* Extrait présenté *
====
Cette "mutualisation" des moyens pour organiser ces rapatriements consistera à raccompagner, par des vols spéciaux, dans leurs pays d’origine des immigrés qui auront auparavant séjourné dans les centres de rétention.

Alors que cette décision, qui devrait connaître ses premières applications dès les prochaines semaines, s’accompagnera d’autres mesures comme la restriction du regroupement familial, pour contrôler le flux migratoire vers l’Europe, durcissant ainsi les conditions d’entrée et de séjour des étrangers sur leurs sols, voilà que Monsieur Gordon Brown, chancelier de l’Echiquier, fustige l’hypocrisie que le protectionnisme des pays développés représente pour les populations des pays pauvres, allant jusqu’à déclarer que "nous devons ouvrir nos marchés et supprimer les subventions qui entravent le commerce, et en particulier mettre fin rapidement à la Politique agricole commune [P AC] en fixant une date dès maintenant pour l’arrêt des subventions à l’exportation".

Les paradoxes d’une politique d’immigration sélective

Sans entrer dans une analyse politicienne de ces déclarations par rapport aux réalités européennes, parce qu’il faut tout de même remarquer que la France est jusque-là opposée à la mise sous scellée de la PAC, et que ce sont les mêmes gouvernements qui défendent la "cause" des pays du Sud qui se sont retrouvés à Evian, il y a lieu de rester vigilant pour voir ce qui pourrait advenir.

Ces deux logiques semblent pour le moins paradoxales car si l’on considère que la population européenne est vieillissante et le restera pour un certain temps, d’où la nécessité de renouveler la force de travail par l’immigration notamment, il est incompréhensible que ces 5 pays décident par des mesures de ce type, non pas de limiter exclusivement les flux, et donc de préserver la force de travail déjà existante, mais de chasser en même temps ceux de ces immigrés qui ont pu s’installer sur leurs territoires.

C’est pourquoi il faut craindre que la nouvelle politique d’immigration ne soit en réalité une politique de "pompage" du peu de ressources humaines qualifiées dont dispose le continent africain.
====
* Consigne donnée A *
Indiquez si chacune des affirmations suivantes concorde avec l'extrait présenté, en répondant par oui ou par non et en citant les mots décisifs de l'extrait : (i) Gordon Brown y est présenté comme chancelier de l'Échiquier ; (ii) la France s'est jusqu'ici montrée favorable à la mise sous scellée de la PAC ; (iii) les immigrés raccompagnés par vols spéciaux auront auparavant séjourné dans les centres de rétention.
====
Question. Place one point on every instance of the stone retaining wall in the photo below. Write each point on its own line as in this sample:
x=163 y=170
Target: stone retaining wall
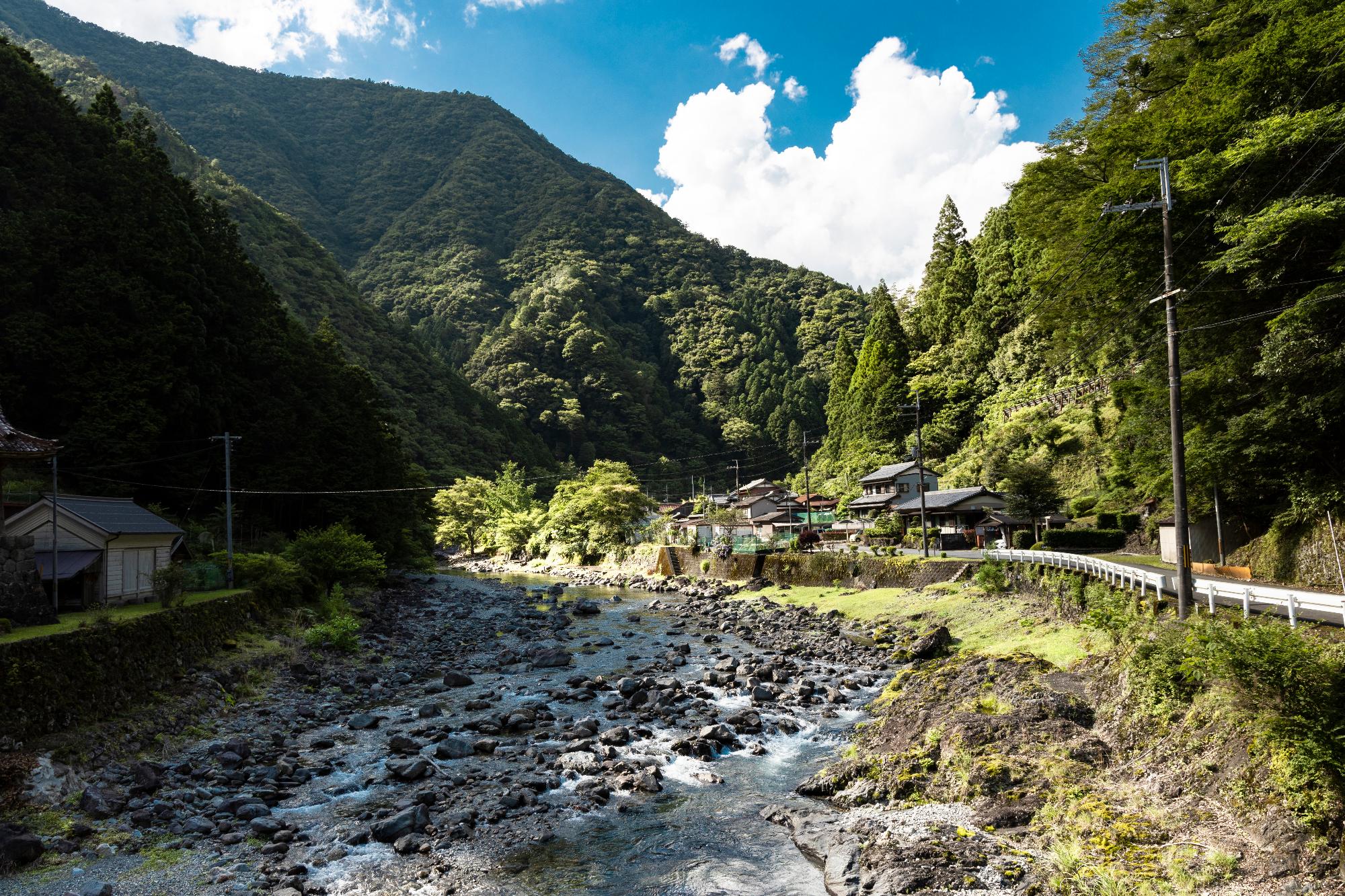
x=818 y=568
x=60 y=681
x=22 y=599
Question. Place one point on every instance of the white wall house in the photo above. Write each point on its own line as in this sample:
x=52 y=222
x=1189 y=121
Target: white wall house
x=107 y=548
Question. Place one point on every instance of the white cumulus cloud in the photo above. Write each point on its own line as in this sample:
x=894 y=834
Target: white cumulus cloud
x=474 y=7
x=867 y=206
x=754 y=54
x=248 y=33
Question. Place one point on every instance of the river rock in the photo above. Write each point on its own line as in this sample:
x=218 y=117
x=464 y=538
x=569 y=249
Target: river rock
x=454 y=678
x=411 y=821
x=549 y=657
x=102 y=802
x=580 y=762
x=617 y=736
x=454 y=748
x=20 y=846
x=408 y=768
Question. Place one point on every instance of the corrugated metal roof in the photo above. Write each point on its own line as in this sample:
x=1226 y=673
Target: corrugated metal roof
x=21 y=444
x=945 y=498
x=119 y=516
x=69 y=561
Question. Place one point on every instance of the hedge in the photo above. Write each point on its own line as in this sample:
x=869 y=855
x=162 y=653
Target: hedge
x=1083 y=538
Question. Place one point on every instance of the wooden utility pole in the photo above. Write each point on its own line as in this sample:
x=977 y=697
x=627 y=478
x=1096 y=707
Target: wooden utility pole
x=1179 y=444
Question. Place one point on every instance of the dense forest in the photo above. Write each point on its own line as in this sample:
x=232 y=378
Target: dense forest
x=1247 y=99
x=583 y=309
x=135 y=327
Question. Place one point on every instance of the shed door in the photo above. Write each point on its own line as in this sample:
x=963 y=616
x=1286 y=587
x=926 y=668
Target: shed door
x=130 y=571
x=146 y=569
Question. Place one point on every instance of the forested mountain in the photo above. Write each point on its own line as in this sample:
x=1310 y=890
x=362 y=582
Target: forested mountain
x=1247 y=99
x=450 y=427
x=135 y=327
x=594 y=317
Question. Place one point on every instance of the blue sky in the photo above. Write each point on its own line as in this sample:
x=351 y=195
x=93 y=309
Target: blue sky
x=603 y=79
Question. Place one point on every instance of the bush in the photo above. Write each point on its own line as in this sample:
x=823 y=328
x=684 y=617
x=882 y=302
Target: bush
x=268 y=575
x=1081 y=506
x=1083 y=538
x=336 y=634
x=992 y=576
x=170 y=584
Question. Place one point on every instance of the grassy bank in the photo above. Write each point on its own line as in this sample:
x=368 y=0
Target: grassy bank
x=980 y=622
x=71 y=622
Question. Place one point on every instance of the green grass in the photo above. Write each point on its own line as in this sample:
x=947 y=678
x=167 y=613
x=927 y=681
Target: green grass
x=71 y=622
x=988 y=624
x=1148 y=560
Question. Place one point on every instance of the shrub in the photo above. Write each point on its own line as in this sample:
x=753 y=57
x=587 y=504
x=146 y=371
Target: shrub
x=337 y=555
x=1082 y=505
x=1083 y=538
x=170 y=584
x=992 y=576
x=268 y=575
x=336 y=634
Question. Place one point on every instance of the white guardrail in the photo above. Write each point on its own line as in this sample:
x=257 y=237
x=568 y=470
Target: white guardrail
x=1319 y=606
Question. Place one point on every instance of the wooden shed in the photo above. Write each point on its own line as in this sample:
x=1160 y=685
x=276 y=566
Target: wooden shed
x=108 y=548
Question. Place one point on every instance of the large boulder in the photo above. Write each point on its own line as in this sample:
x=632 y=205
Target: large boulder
x=411 y=821
x=18 y=845
x=102 y=802
x=580 y=762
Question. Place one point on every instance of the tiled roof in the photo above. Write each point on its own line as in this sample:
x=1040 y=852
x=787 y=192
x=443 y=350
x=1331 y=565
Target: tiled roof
x=892 y=471
x=119 y=516
x=874 y=501
x=944 y=498
x=21 y=444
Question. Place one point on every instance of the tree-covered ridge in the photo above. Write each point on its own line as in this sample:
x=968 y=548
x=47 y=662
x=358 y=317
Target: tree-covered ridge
x=135 y=326
x=1247 y=99
x=598 y=319
x=449 y=425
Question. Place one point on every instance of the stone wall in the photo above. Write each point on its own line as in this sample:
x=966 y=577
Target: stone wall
x=22 y=598
x=821 y=568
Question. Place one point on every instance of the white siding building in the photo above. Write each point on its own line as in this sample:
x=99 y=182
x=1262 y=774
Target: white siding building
x=107 y=548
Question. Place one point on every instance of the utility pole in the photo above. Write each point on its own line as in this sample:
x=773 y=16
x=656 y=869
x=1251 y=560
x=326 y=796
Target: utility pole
x=1179 y=446
x=56 y=537
x=229 y=503
x=808 y=485
x=925 y=530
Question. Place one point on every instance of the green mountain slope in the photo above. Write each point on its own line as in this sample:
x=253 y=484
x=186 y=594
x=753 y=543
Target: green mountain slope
x=592 y=315
x=449 y=425
x=135 y=327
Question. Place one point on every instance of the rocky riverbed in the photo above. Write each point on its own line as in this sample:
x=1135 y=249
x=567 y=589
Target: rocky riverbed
x=492 y=736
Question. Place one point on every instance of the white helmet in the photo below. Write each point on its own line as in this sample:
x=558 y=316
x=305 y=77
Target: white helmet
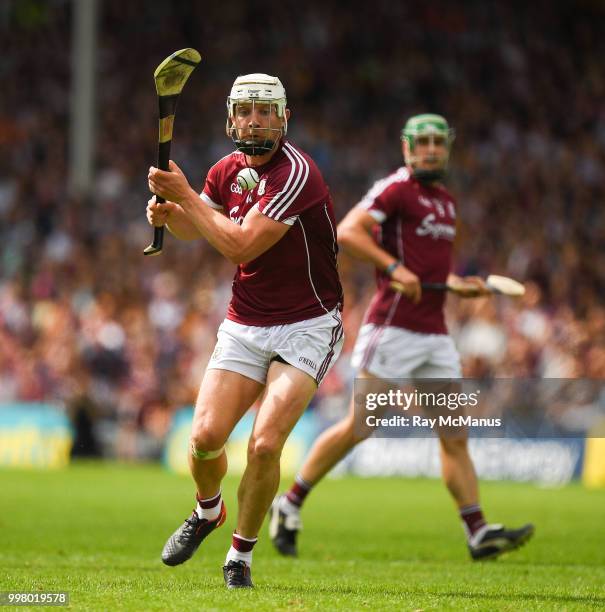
====
* Consigne donnée B *
Reproduisez les lignes des enregistrements comprises entre celle qui contient « Question. Place one point on every instance of the tree-covered » et la fin des enregistrements, bornes incluses, en substituant « image » à « photo » sans rien modifier d'autre. N'y faites figurer aucune des illustrations.

* Réponse attendue A *
(i) Oui : « Monsieur Gordon Brown, chancelier de l’Echiquier ».
(ii) Non : « la France est jusque-là opposée à la mise sous scellée de la PAC ».
(iii) Oui : « des immigrés qui auront auparavant séjourné dans les centres de rétention ».

* Réponse attendue B *
Question. Place one point on every instance of the tree-covered ridge in the image above. Write each point on its own line as in this sample:
x=968 y=548
x=47 y=662
x=358 y=317
Target: tree-covered ridge
x=135 y=326
x=1247 y=99
x=598 y=319
x=449 y=425
Question. Place one point on every instance of the stone wall in the image above. Write each point on its own line as in this sample:
x=966 y=577
Target: stone wall
x=22 y=598
x=821 y=568
Question. Place one point on every instance of the white siding building in the image above. Write each point on its own line as in this sample:
x=99 y=182
x=1262 y=774
Target: white siding building
x=107 y=548
Question. Place one point on every instance of the utility pole in the image above. Write each point on its own line as in this sample:
x=773 y=16
x=656 y=869
x=1251 y=560
x=326 y=796
Target: utility pole
x=1179 y=446
x=56 y=537
x=229 y=503
x=808 y=485
x=925 y=530
Question. Place one point on every instance of the green mountain slope in the image above. Write each point on its own line as in this sample:
x=253 y=484
x=186 y=594
x=753 y=543
Target: green mountain slope
x=592 y=315
x=449 y=425
x=135 y=327
Question. Place one point on every instance of the rocky riverbed in the image above. Write each point on its own line as in this sample:
x=1135 y=249
x=567 y=589
Target: rocky riverbed
x=492 y=736
Question. Place one point on every instance of the white helmet in the image below. Write each point on its own line as in this sample:
x=558 y=316
x=305 y=77
Target: white helmet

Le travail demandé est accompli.